> Extracted text

The commercial opens on the Manhattan skyline at dawn. Quick cut to a random close up of some leaves, then a busy New York street scene.
The look is edgy, moody. The earnest piano music in the background signals we are about to hear Something Very Important.
Cut to an intense looking dude striding in slow motion down a gritty New York street. Intense Dude is clearly on a mission. He looks angry. The Dude's name dissolves up on screen: Chris Riccobono. Chris Ricco-what?? Hmm. His expression is rather scary. And Intense Dude gets even scarier when he opens his mouth. He sounds like a hipster mob boss from Jersey (apologies to my home state). His delivery is flat -- and deadly serious -- as as we hear his voiceover:
"The best ideas come from solving common problems."
Ok. I'll bite. What problem did Mr. Intensity solve? He drones on...
"My problem? Like a lot of other men, I couldn't find a shirt that looked good untucked."
Okay, stop right there. You couldn't find a shirt that looked good untucked?? Dude, THIS is your problem?

> Prompt
Continue the commercial review about the untucked-shirt founder from the point where it stops. The entries that follow have no connection to the text above.

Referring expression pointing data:
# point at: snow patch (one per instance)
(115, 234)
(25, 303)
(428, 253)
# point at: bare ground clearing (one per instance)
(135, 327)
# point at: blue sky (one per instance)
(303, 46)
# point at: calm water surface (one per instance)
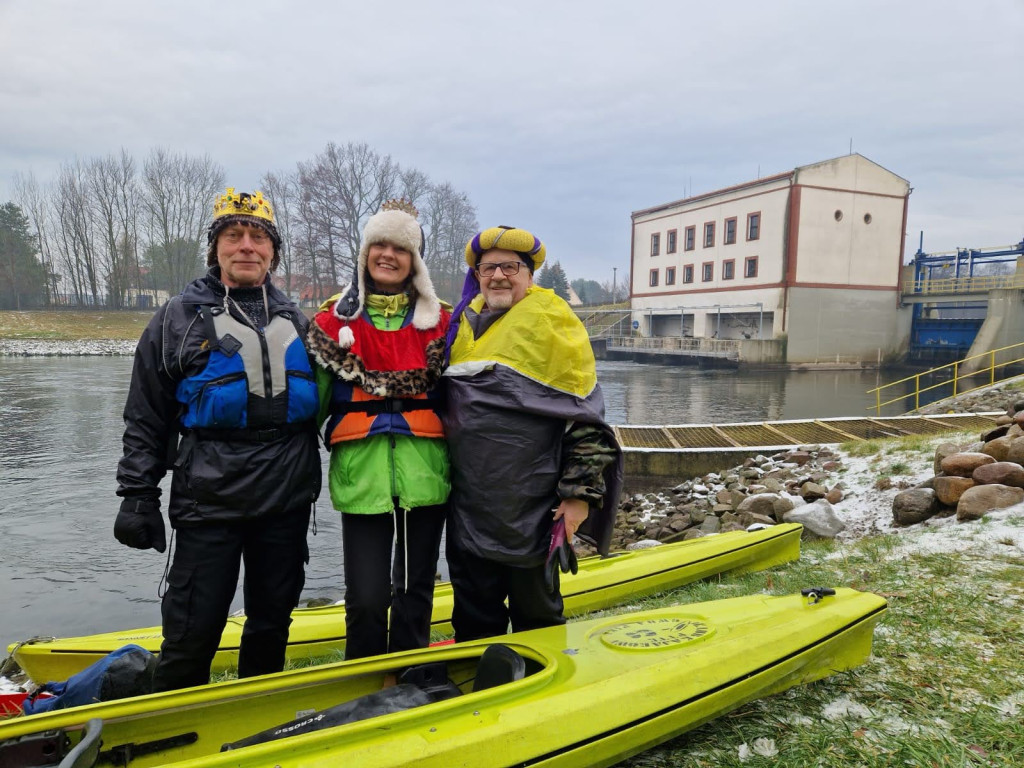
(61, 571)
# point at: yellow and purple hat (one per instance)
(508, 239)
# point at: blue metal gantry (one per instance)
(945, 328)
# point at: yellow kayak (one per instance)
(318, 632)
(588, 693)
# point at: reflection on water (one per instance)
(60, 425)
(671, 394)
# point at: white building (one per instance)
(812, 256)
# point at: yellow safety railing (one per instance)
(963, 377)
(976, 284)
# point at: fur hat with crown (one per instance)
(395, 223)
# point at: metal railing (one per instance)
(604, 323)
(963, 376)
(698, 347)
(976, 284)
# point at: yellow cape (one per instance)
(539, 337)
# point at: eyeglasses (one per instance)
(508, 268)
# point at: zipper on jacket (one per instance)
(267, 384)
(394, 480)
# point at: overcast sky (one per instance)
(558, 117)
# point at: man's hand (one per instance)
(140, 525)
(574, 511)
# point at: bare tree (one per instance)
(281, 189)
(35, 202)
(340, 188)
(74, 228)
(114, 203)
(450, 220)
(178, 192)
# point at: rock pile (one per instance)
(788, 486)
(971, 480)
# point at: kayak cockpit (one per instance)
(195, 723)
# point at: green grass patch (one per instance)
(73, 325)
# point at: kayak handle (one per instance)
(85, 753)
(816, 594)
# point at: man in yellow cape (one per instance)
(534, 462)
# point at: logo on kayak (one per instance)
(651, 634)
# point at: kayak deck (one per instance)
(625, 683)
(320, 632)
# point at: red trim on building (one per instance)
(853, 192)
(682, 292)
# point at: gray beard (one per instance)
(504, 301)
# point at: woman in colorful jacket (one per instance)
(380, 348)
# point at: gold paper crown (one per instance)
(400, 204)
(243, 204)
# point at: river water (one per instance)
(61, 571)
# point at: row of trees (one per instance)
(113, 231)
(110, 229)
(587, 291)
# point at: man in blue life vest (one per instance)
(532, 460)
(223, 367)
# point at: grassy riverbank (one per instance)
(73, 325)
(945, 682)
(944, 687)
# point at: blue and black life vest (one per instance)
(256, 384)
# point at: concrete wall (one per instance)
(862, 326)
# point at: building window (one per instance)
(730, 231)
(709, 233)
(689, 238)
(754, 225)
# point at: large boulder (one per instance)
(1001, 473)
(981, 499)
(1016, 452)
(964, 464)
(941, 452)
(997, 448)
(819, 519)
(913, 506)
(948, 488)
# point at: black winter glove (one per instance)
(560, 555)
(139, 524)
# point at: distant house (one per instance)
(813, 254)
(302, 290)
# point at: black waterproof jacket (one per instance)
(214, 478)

> Output below
As our hero strides purposefully through the city streets in perpetual Slo-Mo, modeling a series of UNTUCKit creations, his voiceover continues:
"So this became my passion..." (Of course, it was just a matter of time before the dreaded "P" word was uttered).
"...to design a shirt that captures the perfect balance between length and fit." (Thank God someone finally tackled this sartorial crisis.)
"Easy to say. NOT that easy to do." (Really? Can't you just lop off the bottom 3 inches of the shirt?')
"But with some innovative design changes, we did it." (Oh, right, you're an Innovator...)
"OUR problem. MY solution...."
Cut to logo:
"UnTUCKIT.com." Fade to black.
Dude, you know what OUR problem is? It's pretentious, sanctimonious assholes like you who cloak themselves in self-righteousness while hawking their dubious "innovations".
When this commercial first aired, I honestly thought it was a spoof. But now, with UNTUCKit stores popping up faster than bacne on a teen, I know it's only too real. And I really can't get over it.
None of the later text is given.